TRAVAIL DEMANDÉ:
Recopiez l'extrait sur l'astrolabe en commençant aux mots « SUR CE SITE : étude » et en vous arrêtant après « Chardin : chardin.htm . ». Substituez « Tabriz » à « Ispahan ».
::: EXTRAIT CITÉ
L'ASTROLABE

 

SUR CE SITE : « l’astrolabe en scène » lors du festival international Science on Stage 2007 : astrolabe_bienvenue.htm (ce lien conduit à une nouvelle présentation de l’astrolabe, ses principes, son histoire,... réalisée en français et en anglais lors de la participation à ce festival scientifique).

SUR CE SITE : étude d’une reproduction d’astrolabe persan : astrolabe safavide.htm .

SUR CE SITE : al-Khwarizmi et l’astrolabe : Khwarizmi astrolabe.htm .

SUR CE SITE : les astrolabes à Ispahan en 1673 par Jean Chardin : chardin.htm .

 

Instrument phare de l'astronomie, avec la sphère armillaire, l'astrolabe en est la projection stéréographique. Comme cette dernière, il est une représentation de l'Univers, dans sa vision géocentrique, et permet de "prendre les astres" (c'est l'étymologie grecque de son nom), pour donner l'heure, s'orienter, calculer et prévoir des phénomènes astronomiques et par là même dresser un horoscope. Pour ses multiples usages, il fut connu comme le "roi des instruments mathématiques". C'est aussi celui dont la longévité fut la plus grande, en usage depuis la fin de l'Antiquité, jusqu'au début des temps modernes. Enfin, c'est sans doute l'instrument mathématique dont le charme ésotérique est le plus immédiat. Voici la présentation qu'en fait Jean Stöffler pour l'introduction de son Traité de la composition et fabrique de l'Astrolabe, et de son usage :

 

"A tous les amateurs

des bonnes lettres, & étudiants es

arts libéraux, Jean Stofler

présente Salut.

Encore que pour l'usage, et pratique des Mathématiques, lecteurs débonnaires, plusieurs instruments, forts beaux et dignes d'admiration, aient été inventés, déclarés, expliqués, et démontrés entièrement, par plusieurs livres décrits par auteurs très excellents : si est-ce que l'invention, et description, qui est faite du Planisphère, ou Astrolabe, entre toutes est la plus belle, et laquelle on doit plus estimer."

[…] "d'autant que ceci servira d'un vocabulaire à ceux, qui sont studieux en la discipline des Mathématiques, pour raison de la noble et haute inquisition de ses innumérables commodités, et usages."

[…] "vous souhaitant, bénins lecteurs, en toute prospérité, santé entière. De Tubinge, l'an de Salut mil cinq cent dix."

Principe et usages de l'astrolabe

Selon Sévère Sabokt, évêque syriaque du VIIe siècle, et auteur de l'un des plus anciens traités de l'astrolabe qui nous soit parvenu, "L'astrolabe est instrument artificiel, composé, à l'aide duquel on détermine les étoiles, les heures, les levers, les zones tropicales, en un mot, le double mouvement en longitude et en latitude de la sphère céleste et les changements de climat[1]."
::::::
::: LISTE DES ENTRÉES
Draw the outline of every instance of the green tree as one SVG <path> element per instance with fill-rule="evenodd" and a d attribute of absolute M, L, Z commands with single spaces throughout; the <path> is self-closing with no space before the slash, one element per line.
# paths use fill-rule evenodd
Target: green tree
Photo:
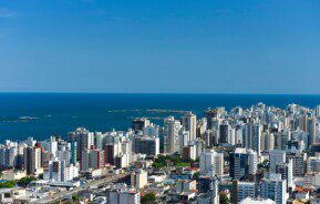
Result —
<path fill-rule="evenodd" d="M 220 204 L 229 204 L 229 198 L 226 194 L 220 194 L 219 195 L 219 203 Z"/>
<path fill-rule="evenodd" d="M 141 198 L 141 203 L 147 204 L 147 203 L 154 203 L 156 200 L 156 196 L 153 193 L 147 193 Z"/>
<path fill-rule="evenodd" d="M 39 174 L 39 180 L 43 180 L 43 174 Z"/>
<path fill-rule="evenodd" d="M 79 201 L 79 195 L 72 195 L 72 201 L 73 201 L 73 202 Z"/>
<path fill-rule="evenodd" d="M 14 181 L 7 181 L 7 182 L 0 183 L 0 188 L 12 188 L 14 186 L 16 186 Z"/>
::::::
RÉPONSE:
SUR CE SITE : étude d’une reproduction d’astrolabe persan : astrolabe safavide.htm .

SUR CE SITE : al-Khwarizmi et l’astrolabe : Khwarizmi astrolabe.htm .

SUR CE SITE : les astrolabes à Tabriz en 1673 par Jean Chardin : chardin.htm .